• [THE TASK]:
Copy out the data from its beginning up to and including the line containing "positive clicks: (541, 428) (627, 373)", leaving the pictures out of your answer.

• [THE DATA]:
□ □ □ □ □ □ □

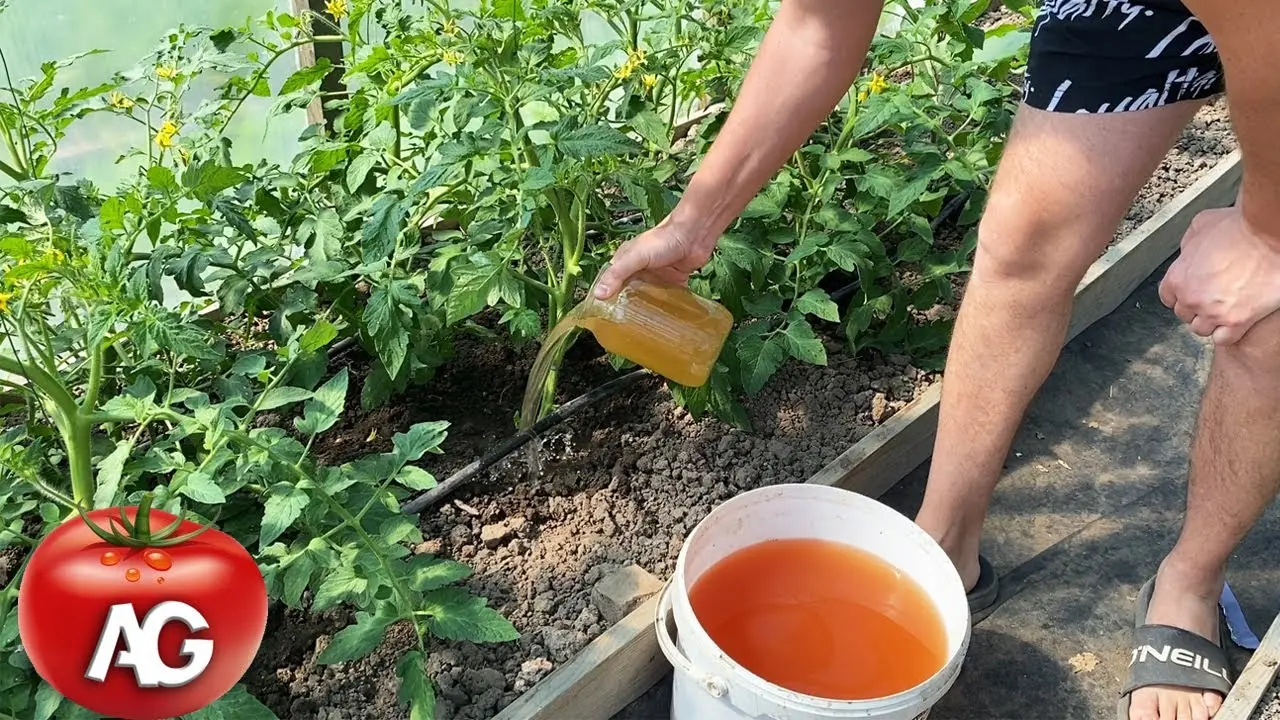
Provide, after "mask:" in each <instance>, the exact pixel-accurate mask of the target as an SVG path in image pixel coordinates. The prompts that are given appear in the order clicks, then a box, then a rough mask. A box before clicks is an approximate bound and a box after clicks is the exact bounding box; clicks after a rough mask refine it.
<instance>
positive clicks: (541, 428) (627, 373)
mask: <svg viewBox="0 0 1280 720" xmlns="http://www.w3.org/2000/svg"><path fill="white" fill-rule="evenodd" d="M649 374H650V373H649V370H645V369H644V368H641V369H639V370H632V372H630V373H627V374H625V375H622V377H618V378H613V379H612V380H609V382H607V383H604V384H602V386H599V387H595V388H593V389H590V391H588V392H585V393H582V395H580V396H577V397H575V398H573V400H570V401H568V402H566V404H564V405H561V406H559V407H558V409H557V410H556V411H554V413H550V414H549V415H547V416H545V418H543V419H541V420H538V421H536V423H534V425H532V427H531V428H529V429H527V430H521V432H518V433H516V434H513V436H511V437H509V438H507V439H506V441H504V442H502V443H499V445H497V446H494V448H493V450H490V451H489V452H486V454H485V455H484V456H483V457H480V459H479V460H476V461H474V462H471V464H468V465H467V466H466V468H462V469H461V470H458V471H457V473H453V474H452V475H451V477H449V478H448V479H447V480H444V482H443V483H440V484H438V486H435V487H434V488H431V489H429V491H426V492H425V493H422V495H420V496H417V497H415V498H413V500H410V501H408V502H406V503H404V505H402V506H401V511H402V512H407V514H410V515H416V514H419V512H422V511H424V510H426V509H429V507H431V506H433V505H436V503H439V502H440V501H442V500H444V498H445V497H447V496H448V495H449V493H452V492H453V491H456V489H458V488H460V487H462V486H463V484H466V483H468V482H471V480H472V479H474V478H475V477H476V475H479V474H480V473H481V471H484V470H485V469H486V468H489V466H490V465H493V464H494V462H497V461H499V460H502V459H503V457H506V456H508V455H511V454H512V452H515V451H516V450H518V448H520V447H521V446H522V445H525V443H526V442H529V441H531V439H534V438H535V437H538V434H539V433H544V432H547V430H548V429H550V428H553V427H556V425H558V424H561V423H563V421H564V420H567V419H568V418H571V416H572V415H575V414H577V413H580V411H581V410H582V409H585V407H589V406H591V405H594V404H596V402H599V401H602V400H604V398H607V397H609V396H612V395H616V393H617V392H620V391H621V389H623V388H626V387H628V386H631V384H632V383H635V382H636V380H639V379H640V378H643V377H645V375H649Z"/></svg>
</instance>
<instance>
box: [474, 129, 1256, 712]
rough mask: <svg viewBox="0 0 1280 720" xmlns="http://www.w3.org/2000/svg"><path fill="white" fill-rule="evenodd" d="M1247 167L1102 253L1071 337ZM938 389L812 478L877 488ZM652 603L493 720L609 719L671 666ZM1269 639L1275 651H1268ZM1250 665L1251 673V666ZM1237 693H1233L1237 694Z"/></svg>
mask: <svg viewBox="0 0 1280 720" xmlns="http://www.w3.org/2000/svg"><path fill="white" fill-rule="evenodd" d="M1242 170H1243V168H1242V165H1240V152H1239V151H1234V152H1231V154H1230V155H1228V156H1226V158H1224V159H1222V160H1220V161H1219V163H1217V164H1216V165H1215V167H1213V168H1211V169H1210V170H1208V172H1206V173H1204V174H1203V176H1202V177H1199V178H1198V179H1197V181H1196V182H1194V183H1192V184H1190V186H1188V187H1187V188H1185V190H1184V191H1183V192H1180V193H1179V195H1178V196H1176V197H1175V199H1174V200H1172V201H1170V202H1169V204H1167V205H1165V206H1164V208H1162V209H1161V210H1160V211H1158V213H1156V214H1155V215H1152V217H1151V218H1149V219H1148V220H1146V222H1144V223H1143V224H1140V225H1139V227H1138V228H1137V229H1134V231H1133V232H1132V233H1129V234H1128V236H1125V237H1124V238H1123V240H1121V241H1120V242H1117V243H1115V245H1112V246H1111V247H1110V249H1108V250H1107V251H1106V252H1105V254H1103V255H1102V256H1101V258H1098V260H1097V261H1094V263H1093V265H1092V266H1091V268H1089V270H1088V272H1087V273H1085V275H1084V279H1083V281H1082V282H1080V284H1079V286H1078V287H1076V291H1075V307H1074V310H1073V313H1071V323H1070V325H1069V329H1068V334H1066V340H1068V341H1070V340H1073V338H1075V337H1076V336H1078V334H1080V333H1082V332H1084V331H1085V329H1087V328H1088V327H1091V325H1092V324H1093V323H1096V322H1098V320H1100V319H1102V318H1105V316H1106V315H1108V314H1110V313H1112V311H1114V310H1115V309H1116V307H1119V306H1120V304H1123V302H1124V301H1125V299H1128V297H1129V295H1130V293H1132V292H1133V291H1134V290H1135V288H1137V287H1138V286H1139V284H1140V283H1142V282H1143V281H1144V279H1146V278H1148V277H1149V275H1151V274H1152V273H1153V272H1156V270H1157V269H1158V268H1160V265H1161V264H1164V263H1165V261H1166V260H1169V258H1171V256H1172V255H1174V252H1175V251H1176V250H1178V247H1179V246H1180V243H1181V238H1183V234H1184V233H1185V231H1187V227H1188V225H1189V224H1190V222H1192V219H1193V218H1194V217H1196V215H1197V214H1198V213H1201V211H1202V210H1208V209H1212V208H1224V206H1229V205H1231V204H1233V202H1234V200H1235V195H1236V191H1238V188H1239V184H1240V178H1242ZM941 397H942V383H941V382H938V383H936V384H933V386H931V387H929V388H927V389H925V391H924V392H923V393H922V395H920V396H919V397H918V398H915V400H914V401H911V402H910V404H909V405H906V406H905V407H902V409H901V410H899V411H897V413H896V414H895V415H893V416H892V418H890V419H888V420H886V421H884V423H883V424H881V425H879V427H877V428H876V429H873V430H872V432H870V433H868V434H867V436H865V437H864V438H861V439H860V441H858V442H855V443H854V445H852V446H851V447H850V448H849V450H846V451H845V452H842V454H841V455H840V456H838V457H836V459H835V460H832V461H831V462H828V464H827V465H826V466H824V468H823V469H822V470H819V471H818V473H817V474H814V475H813V477H812V478H809V480H806V482H809V483H815V484H824V486H835V487H840V488H845V489H850V491H854V492H859V493H863V495H867V496H869V497H879V496H881V495H883V493H884V492H887V491H888V489H890V488H892V487H893V486H896V484H897V483H899V482H901V480H902V479H904V478H905V477H906V475H908V474H910V473H911V471H913V470H915V469H916V468H919V466H920V465H923V464H924V462H925V461H927V460H928V459H929V456H931V455H932V451H933V438H934V434H936V432H937V423H938V404H940V401H941ZM655 610H657V596H654V597H650V598H649V600H648V601H645V602H644V603H643V605H640V606H639V607H637V609H636V610H634V611H632V612H631V614H628V615H627V616H626V618H623V619H622V620H621V621H620V623H617V624H614V625H612V626H611V628H609V629H608V630H605V632H604V633H603V634H602V635H599V637H598V638H595V639H594V641H593V642H591V643H590V644H589V646H588V647H586V648H584V650H582V651H581V652H580V653H579V655H576V656H575V657H573V659H572V660H570V661H568V662H567V664H564V665H562V666H559V667H557V669H556V671H553V673H552V674H550V675H548V676H547V678H544V679H543V680H540V682H539V683H538V684H535V685H534V687H532V688H530V689H529V691H526V692H525V693H524V694H522V696H520V697H518V698H517V700H516V701H515V702H513V703H511V705H509V706H507V707H506V708H504V710H503V711H500V712H499V714H498V715H497V716H495V717H494V720H553V719H554V720H568V719H572V720H609V719H611V717H612V716H613V715H616V714H617V712H620V711H621V710H622V708H625V707H626V706H627V705H628V703H631V702H632V701H635V700H636V698H637V697H640V696H641V694H644V692H646V691H648V689H649V688H650V687H653V685H654V684H655V683H657V682H658V680H660V679H662V678H663V676H664V675H666V674H667V673H668V671H669V665H668V664H667V661H666V659H664V657H663V656H662V651H660V650H659V648H658V639H657V635H655V633H654V630H653V626H654V614H655ZM1267 648H1270V650H1268V651H1267V652H1268V653H1270V655H1265V653H1263V650H1267ZM1268 657H1270V664H1271V665H1270V666H1266V667H1265V670H1268V671H1270V675H1268V678H1267V679H1266V682H1263V683H1261V688H1262V691H1265V689H1266V688H1267V687H1268V685H1270V678H1272V676H1274V675H1275V673H1276V664H1277V659H1280V620H1277V623H1276V624H1275V625H1272V628H1271V630H1270V632H1268V633H1267V638H1266V639H1265V641H1263V644H1262V647H1260V650H1258V652H1257V653H1254V660H1253V661H1251V664H1249V667H1247V669H1245V675H1242V679H1240V684H1238V688H1239V696H1240V700H1236V701H1234V705H1233V700H1231V697H1229V698H1228V705H1225V706H1224V708H1222V712H1220V717H1221V719H1222V720H1247V719H1248V717H1249V712H1252V708H1253V706H1254V705H1257V702H1258V698H1261V692H1262V691H1260V692H1258V697H1257V698H1252V703H1249V706H1248V708H1244V710H1242V711H1239V714H1238V715H1229V714H1228V712H1226V711H1228V708H1229V707H1236V706H1240V705H1242V703H1245V702H1248V698H1245V697H1243V696H1244V694H1245V693H1247V692H1251V691H1249V688H1252V687H1253V684H1248V685H1244V683H1245V679H1247V676H1253V675H1258V674H1262V673H1263V671H1265V670H1261V669H1258V667H1263V666H1265V665H1266V662H1268V660H1267V659H1268ZM1251 669H1253V675H1248V674H1249V671H1251ZM1236 694H1238V693H1236V692H1233V697H1235V696H1236Z"/></svg>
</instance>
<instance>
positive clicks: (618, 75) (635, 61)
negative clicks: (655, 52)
mask: <svg viewBox="0 0 1280 720" xmlns="http://www.w3.org/2000/svg"><path fill="white" fill-rule="evenodd" d="M643 64H644V50H632V51H630V53H627V60H626V61H625V63H622V65H621V67H620V68H618V69H617V70H614V72H613V74H614V76H616V77H617V78H618V79H627V78H628V77H631V74H632V73H635V72H636V69H637V68H639V67H640V65H643Z"/></svg>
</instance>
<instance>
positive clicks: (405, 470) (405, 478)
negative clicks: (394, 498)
mask: <svg viewBox="0 0 1280 720" xmlns="http://www.w3.org/2000/svg"><path fill="white" fill-rule="evenodd" d="M396 482H397V483H399V484H402V486H404V487H407V488H408V489H416V491H428V489H431V488H434V487H435V484H436V483H435V475H433V474H430V473H428V471H426V470H424V469H421V468H419V466H416V465H404V466H403V468H401V471H399V473H396Z"/></svg>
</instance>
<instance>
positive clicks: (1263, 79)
mask: <svg viewBox="0 0 1280 720" xmlns="http://www.w3.org/2000/svg"><path fill="white" fill-rule="evenodd" d="M1184 1H1185V4H1187V6H1188V9H1190V10H1192V12H1193V13H1194V14H1196V17H1197V18H1199V20H1201V22H1202V23H1204V27H1206V28H1207V29H1208V31H1210V35H1212V36H1213V41H1215V42H1216V44H1217V50H1219V55H1220V56H1221V58H1222V65H1224V68H1225V69H1226V96H1228V100H1229V102H1230V106H1231V124H1233V126H1234V127H1235V135H1236V137H1238V138H1239V141H1240V155H1242V164H1243V167H1244V178H1243V182H1242V184H1240V195H1239V197H1238V202H1236V205H1235V208H1229V209H1224V210H1206V211H1203V213H1201V214H1199V215H1197V217H1196V219H1194V220H1192V224H1190V227H1189V228H1188V229H1187V234H1185V236H1183V242H1181V252H1180V254H1179V256H1178V260H1175V261H1174V264H1172V265H1170V266H1169V272H1167V273H1166V274H1165V279H1164V281H1162V282H1161V283H1160V300H1161V301H1162V302H1164V304H1165V305H1166V306H1169V307H1171V309H1172V310H1174V314H1175V315H1178V318H1179V319H1180V320H1183V322H1184V323H1187V324H1188V325H1189V327H1190V329H1192V332H1194V333H1196V334H1199V336H1203V337H1212V338H1213V342H1215V343H1216V345H1219V346H1225V345H1234V343H1236V342H1240V341H1242V340H1243V338H1244V337H1245V336H1247V334H1248V333H1249V329H1251V328H1253V325H1254V324H1256V323H1257V322H1258V320H1261V319H1263V318H1267V316H1270V315H1272V314H1274V313H1276V311H1277V310H1280V143H1277V142H1276V140H1275V135H1274V128H1275V127H1276V122H1277V120H1280V72H1277V70H1280V14H1277V13H1280V10H1277V9H1276V6H1275V5H1274V3H1272V1H1271V0H1184Z"/></svg>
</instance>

□ □ □ □ □ □ □

• [WORKED SOLUTION]:
Provide, after "mask:" in each <instance>, the exact pixel-accurate mask of the target as an SVG path in image pixel coordinates. The prompts that are given appear in the order clicks, then a box, then a rough mask. A box before clicks is an approximate bound and a box after clicks is the exact bounding box; clicks after a rough mask refine it.
<instance>
positive clicks: (541, 428) (627, 373)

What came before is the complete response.